#### Records for this exercise
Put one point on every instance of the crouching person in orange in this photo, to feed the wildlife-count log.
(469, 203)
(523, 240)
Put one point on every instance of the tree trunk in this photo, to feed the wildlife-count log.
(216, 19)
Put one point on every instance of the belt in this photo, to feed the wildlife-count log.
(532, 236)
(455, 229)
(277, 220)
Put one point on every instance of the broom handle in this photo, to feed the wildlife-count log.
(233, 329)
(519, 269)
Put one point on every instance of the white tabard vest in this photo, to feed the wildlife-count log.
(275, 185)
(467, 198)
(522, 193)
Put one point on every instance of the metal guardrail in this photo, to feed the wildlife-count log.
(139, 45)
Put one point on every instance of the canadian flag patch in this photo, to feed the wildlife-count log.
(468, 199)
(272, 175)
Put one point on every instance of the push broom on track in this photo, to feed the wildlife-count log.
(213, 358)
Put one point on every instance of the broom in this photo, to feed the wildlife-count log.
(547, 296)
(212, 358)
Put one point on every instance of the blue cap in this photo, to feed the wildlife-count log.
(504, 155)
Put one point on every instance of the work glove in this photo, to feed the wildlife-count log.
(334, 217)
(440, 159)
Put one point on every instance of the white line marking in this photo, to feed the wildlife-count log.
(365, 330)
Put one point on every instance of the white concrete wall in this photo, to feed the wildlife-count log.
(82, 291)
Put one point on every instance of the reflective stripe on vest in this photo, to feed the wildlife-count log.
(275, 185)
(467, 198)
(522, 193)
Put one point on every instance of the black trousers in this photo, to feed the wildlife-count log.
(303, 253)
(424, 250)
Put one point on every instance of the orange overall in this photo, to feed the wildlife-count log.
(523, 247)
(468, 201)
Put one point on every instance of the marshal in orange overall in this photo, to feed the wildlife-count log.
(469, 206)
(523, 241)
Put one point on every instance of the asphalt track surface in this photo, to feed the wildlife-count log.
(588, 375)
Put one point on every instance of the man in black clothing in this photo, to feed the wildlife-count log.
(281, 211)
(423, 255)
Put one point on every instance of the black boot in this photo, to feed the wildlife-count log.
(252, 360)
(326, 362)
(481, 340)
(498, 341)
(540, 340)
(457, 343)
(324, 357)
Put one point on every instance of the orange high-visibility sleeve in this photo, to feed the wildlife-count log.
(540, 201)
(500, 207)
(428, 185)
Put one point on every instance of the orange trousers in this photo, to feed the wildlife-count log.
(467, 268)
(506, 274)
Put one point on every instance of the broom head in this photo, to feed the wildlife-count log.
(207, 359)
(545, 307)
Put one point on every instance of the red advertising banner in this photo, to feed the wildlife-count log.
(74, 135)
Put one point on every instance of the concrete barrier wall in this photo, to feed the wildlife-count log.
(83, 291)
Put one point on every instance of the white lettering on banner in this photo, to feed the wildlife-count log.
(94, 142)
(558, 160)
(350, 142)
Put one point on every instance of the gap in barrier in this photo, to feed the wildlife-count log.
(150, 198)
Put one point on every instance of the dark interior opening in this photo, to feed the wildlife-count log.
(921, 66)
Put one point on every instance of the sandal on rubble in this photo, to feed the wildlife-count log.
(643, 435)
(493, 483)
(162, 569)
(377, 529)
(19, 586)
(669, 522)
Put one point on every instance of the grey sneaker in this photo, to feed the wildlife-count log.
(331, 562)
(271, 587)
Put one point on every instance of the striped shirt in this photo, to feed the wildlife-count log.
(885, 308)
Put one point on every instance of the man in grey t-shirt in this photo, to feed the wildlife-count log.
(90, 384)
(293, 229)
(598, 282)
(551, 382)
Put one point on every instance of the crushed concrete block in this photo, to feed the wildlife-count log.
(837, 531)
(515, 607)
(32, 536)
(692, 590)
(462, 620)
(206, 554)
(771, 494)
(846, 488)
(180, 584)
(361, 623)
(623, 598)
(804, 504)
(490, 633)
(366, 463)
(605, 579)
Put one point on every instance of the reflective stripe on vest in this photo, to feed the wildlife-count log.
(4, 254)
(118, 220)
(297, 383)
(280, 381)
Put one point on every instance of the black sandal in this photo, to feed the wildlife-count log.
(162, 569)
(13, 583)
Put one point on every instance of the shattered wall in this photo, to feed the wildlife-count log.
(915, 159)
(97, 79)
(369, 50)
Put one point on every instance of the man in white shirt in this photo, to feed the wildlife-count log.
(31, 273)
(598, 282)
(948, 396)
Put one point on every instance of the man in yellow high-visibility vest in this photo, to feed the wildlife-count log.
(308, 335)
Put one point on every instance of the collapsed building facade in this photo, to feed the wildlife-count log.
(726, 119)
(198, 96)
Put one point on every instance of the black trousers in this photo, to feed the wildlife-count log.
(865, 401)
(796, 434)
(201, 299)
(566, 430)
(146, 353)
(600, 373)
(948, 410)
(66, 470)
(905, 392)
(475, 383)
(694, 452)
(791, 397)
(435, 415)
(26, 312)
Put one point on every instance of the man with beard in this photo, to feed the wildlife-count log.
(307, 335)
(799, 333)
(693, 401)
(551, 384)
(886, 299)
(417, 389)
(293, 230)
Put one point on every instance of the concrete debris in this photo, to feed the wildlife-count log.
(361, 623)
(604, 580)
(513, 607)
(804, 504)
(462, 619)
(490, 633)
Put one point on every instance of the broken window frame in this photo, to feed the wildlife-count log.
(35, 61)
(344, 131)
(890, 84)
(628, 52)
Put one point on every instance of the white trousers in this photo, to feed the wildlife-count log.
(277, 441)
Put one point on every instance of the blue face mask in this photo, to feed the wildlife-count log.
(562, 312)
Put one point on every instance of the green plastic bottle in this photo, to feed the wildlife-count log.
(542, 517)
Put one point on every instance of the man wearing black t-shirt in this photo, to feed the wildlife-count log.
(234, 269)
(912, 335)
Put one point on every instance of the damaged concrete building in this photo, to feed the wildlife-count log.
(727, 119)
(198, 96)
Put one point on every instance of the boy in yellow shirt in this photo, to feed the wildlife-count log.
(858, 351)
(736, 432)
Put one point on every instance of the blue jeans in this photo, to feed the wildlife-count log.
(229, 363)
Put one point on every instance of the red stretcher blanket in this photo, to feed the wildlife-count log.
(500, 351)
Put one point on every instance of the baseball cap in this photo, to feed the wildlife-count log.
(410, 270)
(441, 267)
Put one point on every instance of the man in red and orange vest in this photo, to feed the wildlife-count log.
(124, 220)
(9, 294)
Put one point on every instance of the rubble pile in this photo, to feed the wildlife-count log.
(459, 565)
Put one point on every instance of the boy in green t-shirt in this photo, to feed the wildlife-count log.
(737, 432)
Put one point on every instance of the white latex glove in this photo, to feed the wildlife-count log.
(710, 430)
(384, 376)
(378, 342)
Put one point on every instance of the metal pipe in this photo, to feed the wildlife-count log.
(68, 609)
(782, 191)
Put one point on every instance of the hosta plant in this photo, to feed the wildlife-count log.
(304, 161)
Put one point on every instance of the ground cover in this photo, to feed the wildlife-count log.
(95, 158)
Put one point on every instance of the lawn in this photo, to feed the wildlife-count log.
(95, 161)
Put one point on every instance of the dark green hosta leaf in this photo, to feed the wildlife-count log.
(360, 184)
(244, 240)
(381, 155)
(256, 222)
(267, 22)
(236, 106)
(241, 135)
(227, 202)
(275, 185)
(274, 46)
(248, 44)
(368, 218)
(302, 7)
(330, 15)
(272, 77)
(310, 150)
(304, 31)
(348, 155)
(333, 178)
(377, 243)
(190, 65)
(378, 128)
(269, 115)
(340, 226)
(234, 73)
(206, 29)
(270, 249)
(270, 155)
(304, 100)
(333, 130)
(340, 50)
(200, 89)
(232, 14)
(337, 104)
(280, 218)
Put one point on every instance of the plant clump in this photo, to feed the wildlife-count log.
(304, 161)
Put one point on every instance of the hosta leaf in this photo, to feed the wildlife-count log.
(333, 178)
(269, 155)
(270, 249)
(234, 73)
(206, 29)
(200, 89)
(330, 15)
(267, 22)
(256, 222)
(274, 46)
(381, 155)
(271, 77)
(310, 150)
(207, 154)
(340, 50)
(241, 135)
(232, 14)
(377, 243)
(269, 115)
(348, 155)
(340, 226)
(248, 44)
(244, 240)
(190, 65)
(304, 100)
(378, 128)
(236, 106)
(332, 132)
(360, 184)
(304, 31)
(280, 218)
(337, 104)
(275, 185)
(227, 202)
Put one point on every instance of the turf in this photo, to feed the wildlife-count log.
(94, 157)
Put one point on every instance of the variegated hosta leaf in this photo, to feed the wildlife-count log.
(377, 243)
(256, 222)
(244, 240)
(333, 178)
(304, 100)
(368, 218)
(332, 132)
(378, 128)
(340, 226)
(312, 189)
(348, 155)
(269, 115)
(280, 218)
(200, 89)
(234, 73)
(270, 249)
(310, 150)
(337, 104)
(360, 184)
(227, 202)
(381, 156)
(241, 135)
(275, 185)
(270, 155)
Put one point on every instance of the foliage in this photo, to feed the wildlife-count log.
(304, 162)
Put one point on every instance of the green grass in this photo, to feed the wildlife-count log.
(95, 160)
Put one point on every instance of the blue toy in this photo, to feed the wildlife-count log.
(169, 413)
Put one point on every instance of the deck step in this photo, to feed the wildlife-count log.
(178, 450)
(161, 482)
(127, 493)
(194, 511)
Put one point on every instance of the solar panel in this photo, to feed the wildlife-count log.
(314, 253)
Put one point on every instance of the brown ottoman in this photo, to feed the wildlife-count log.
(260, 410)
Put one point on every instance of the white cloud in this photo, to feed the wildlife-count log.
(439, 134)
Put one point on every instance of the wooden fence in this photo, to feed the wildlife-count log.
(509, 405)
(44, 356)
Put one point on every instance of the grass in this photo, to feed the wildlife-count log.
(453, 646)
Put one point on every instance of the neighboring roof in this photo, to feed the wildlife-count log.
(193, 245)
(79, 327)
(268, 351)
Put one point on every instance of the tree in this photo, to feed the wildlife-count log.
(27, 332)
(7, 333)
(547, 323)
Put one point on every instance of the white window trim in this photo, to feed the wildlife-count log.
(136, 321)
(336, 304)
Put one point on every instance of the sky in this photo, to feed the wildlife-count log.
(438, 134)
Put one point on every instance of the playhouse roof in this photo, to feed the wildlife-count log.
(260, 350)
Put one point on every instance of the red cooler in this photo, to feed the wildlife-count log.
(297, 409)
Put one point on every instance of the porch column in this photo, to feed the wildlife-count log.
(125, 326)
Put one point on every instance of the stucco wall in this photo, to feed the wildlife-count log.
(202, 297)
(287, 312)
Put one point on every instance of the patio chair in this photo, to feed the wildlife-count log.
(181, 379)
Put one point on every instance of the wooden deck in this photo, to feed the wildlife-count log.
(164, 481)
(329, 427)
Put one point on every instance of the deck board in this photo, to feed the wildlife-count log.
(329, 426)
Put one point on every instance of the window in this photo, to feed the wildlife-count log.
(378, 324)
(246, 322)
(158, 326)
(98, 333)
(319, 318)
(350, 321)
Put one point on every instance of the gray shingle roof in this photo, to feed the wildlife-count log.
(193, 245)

#### Work order
All lines from the one with "Put one point on every instance of the tree in" to the end of the listing are to be printed exactly as given, both ends included.

#### Solution
Put one point on every instance of the tree in this photo, to feed the wildlife-count log.
(27, 332)
(7, 333)
(547, 323)
Put one point on every instance of the white window trim in this photo, to feed the wildlife-count log.
(136, 321)
(336, 304)
Put one point on every instance of the sky in this photo, to feed the wildlife-count log.
(438, 134)
Put one point on every instance of the playhouse roof in this photo, to feed the wildlife-count log.
(260, 350)
Put one point on every instance of the red cooler in this photo, to feed the wildlife-count log.
(297, 409)
Put one point on every instance of the porch column in this photo, to feed the wildlife-count log.
(125, 326)
Put one point on every instance of the stucco wall in this photo, to feed the wildlife-count log.
(202, 297)
(287, 312)
Put one point on every instance of the patio chair in this photo, to feed the wildlife-count log.
(181, 379)
Put one point on every instance of the wooden deck in this photo, to feed the wildlife-count log.
(164, 481)
(329, 427)
Put one point on every instance of the deck board in this photo, to feed the wildlife-count log.
(329, 426)
Put one point on every instance of the window in this photo, to feed the wildlife-count log.
(378, 324)
(246, 322)
(158, 326)
(98, 333)
(319, 318)
(350, 321)
Put one point on every instance of the gray shingle roof in this photo, to feed the wildlife-count log.
(193, 245)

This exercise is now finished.